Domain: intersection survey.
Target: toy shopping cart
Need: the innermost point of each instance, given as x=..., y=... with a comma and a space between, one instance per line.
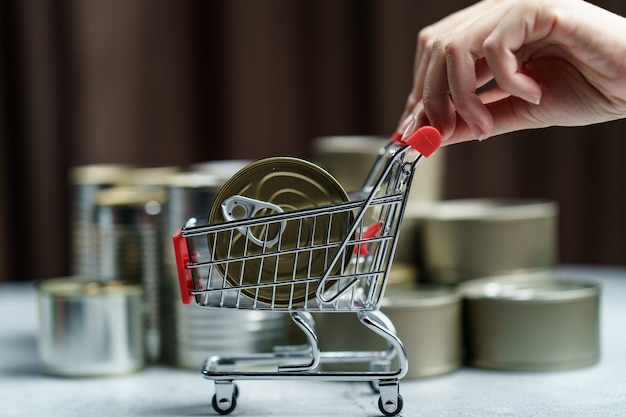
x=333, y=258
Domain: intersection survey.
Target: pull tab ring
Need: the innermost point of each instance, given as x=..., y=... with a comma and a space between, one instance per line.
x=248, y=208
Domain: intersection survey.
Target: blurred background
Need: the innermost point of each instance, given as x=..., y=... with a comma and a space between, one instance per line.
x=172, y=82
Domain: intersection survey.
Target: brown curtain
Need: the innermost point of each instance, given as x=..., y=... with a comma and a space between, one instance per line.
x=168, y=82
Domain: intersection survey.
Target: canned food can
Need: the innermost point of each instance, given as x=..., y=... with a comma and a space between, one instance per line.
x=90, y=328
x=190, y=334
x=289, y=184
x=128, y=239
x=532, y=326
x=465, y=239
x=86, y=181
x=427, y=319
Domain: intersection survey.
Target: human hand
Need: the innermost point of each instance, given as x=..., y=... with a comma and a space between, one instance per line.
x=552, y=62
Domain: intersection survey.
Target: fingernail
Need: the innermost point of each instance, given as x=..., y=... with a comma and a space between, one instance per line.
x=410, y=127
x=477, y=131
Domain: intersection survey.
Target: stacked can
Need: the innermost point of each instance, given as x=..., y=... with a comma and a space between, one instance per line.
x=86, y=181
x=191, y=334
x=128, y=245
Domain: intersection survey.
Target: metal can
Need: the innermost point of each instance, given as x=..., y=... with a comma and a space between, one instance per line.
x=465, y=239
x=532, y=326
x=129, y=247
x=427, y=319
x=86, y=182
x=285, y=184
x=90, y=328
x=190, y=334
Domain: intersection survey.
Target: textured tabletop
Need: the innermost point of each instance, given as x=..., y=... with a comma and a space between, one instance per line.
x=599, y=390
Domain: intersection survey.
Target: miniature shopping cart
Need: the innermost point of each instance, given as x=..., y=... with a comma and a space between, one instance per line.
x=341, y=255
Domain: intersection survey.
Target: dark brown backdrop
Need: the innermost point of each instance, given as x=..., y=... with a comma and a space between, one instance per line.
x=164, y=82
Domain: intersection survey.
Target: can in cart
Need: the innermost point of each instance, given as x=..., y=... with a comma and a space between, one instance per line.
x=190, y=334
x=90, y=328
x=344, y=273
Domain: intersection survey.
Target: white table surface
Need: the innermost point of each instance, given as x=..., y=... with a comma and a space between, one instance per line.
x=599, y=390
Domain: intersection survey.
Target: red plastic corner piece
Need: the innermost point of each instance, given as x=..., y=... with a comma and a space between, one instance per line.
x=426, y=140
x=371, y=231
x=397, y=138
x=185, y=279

━━━

• _YOUR TASK_
Reproduce the records above from their first line through the line containing "x=248, y=208", both included, and leave the pictures out.

• _ANSWER TO THE PROBLEM_
Domain: intersection survey.
Target: toy shopping cart
Need: the innermost point of each instance, given as x=..., y=... with a comma and a space between, one instance per line.
x=333, y=258
Domain: intersection survey.
Target: pull tab ring
Need: the innermost point of each instance, given as x=..., y=... with a comma and a space between, one instance per line.
x=248, y=208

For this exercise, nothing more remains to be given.